- **SET TASK**
Copy the listing below from the line containing "Note: identify the stone block" through the end of the listing, both ends and the requests included, and shift every coordinate in the answers by -140. Give only those lines, and leave the pictures out.

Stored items
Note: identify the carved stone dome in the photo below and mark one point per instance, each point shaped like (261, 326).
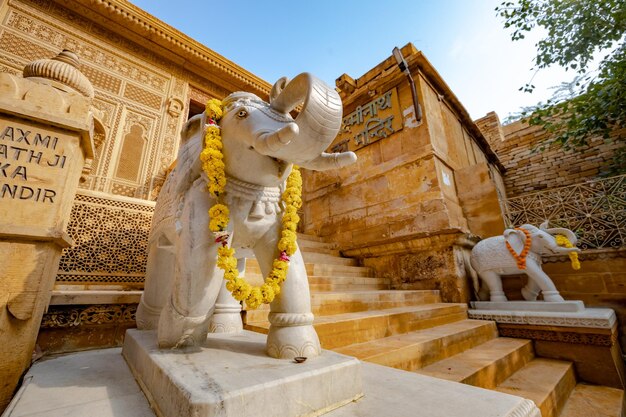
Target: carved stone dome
(63, 71)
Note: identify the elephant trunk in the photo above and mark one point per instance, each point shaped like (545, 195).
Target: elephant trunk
(318, 122)
(559, 231)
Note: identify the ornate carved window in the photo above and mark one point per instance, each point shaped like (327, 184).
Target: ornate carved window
(131, 154)
(195, 107)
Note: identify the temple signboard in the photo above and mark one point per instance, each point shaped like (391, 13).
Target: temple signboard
(368, 123)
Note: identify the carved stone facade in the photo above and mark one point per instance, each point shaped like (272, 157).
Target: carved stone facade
(110, 242)
(142, 97)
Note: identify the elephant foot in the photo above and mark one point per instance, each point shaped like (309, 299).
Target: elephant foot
(552, 296)
(226, 319)
(529, 294)
(497, 296)
(147, 317)
(176, 331)
(292, 335)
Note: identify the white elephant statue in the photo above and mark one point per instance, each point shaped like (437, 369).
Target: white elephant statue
(492, 259)
(184, 294)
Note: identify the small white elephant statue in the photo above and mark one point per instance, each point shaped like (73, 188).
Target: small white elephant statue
(185, 295)
(492, 258)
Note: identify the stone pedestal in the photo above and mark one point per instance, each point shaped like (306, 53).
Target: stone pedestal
(45, 142)
(231, 375)
(563, 330)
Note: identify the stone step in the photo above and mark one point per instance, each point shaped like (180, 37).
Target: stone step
(547, 382)
(417, 349)
(342, 270)
(319, 269)
(594, 401)
(333, 287)
(305, 244)
(314, 238)
(68, 297)
(485, 365)
(322, 258)
(323, 251)
(350, 328)
(338, 302)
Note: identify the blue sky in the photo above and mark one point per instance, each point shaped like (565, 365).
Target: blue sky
(463, 39)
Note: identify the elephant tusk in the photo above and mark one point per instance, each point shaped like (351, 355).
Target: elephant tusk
(330, 161)
(269, 142)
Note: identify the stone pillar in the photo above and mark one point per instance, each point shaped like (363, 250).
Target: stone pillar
(45, 143)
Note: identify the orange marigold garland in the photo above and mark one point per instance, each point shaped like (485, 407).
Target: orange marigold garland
(562, 240)
(521, 258)
(213, 165)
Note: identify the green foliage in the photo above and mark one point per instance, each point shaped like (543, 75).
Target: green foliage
(594, 102)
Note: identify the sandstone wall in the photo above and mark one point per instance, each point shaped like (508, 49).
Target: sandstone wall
(406, 207)
(142, 97)
(529, 169)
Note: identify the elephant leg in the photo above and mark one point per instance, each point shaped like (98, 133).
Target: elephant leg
(227, 315)
(197, 279)
(291, 332)
(494, 282)
(543, 281)
(159, 276)
(531, 290)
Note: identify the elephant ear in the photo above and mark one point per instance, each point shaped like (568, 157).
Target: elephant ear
(278, 87)
(516, 239)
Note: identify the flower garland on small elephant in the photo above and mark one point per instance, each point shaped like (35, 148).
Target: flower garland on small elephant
(562, 240)
(213, 165)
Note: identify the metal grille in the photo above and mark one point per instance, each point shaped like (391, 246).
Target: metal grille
(111, 237)
(594, 210)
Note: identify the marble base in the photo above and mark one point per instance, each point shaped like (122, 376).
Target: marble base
(559, 306)
(543, 314)
(97, 383)
(231, 375)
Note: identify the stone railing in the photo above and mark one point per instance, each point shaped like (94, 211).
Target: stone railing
(110, 236)
(594, 210)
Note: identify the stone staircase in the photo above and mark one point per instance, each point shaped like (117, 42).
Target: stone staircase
(358, 315)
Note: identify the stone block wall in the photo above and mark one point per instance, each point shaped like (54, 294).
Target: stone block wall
(528, 169)
(405, 208)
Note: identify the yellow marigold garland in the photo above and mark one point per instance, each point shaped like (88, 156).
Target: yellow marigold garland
(213, 165)
(521, 258)
(562, 240)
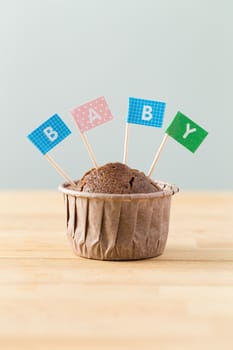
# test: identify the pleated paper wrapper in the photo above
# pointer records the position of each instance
(118, 227)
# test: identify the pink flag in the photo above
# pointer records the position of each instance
(91, 114)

- **RESULT OF THE TASK**
Note: identify the stone block wall in the photo above and mark one point per instance, each point shaped like (54, 294).
Target: stone block wall
(388, 29)
(265, 68)
Note: identify the yellow marigold garland in the photo above and mark one point per instance, each point shaped like (88, 156).
Target: yellow marigold garland
(73, 25)
(381, 118)
(422, 100)
# test: identify the pleated paper wrapper in the photo above
# pointer records the position of each instance
(-22, 87)
# test: identify the pink flag in the photo above
# pointer records the position of each instance
(-49, -26)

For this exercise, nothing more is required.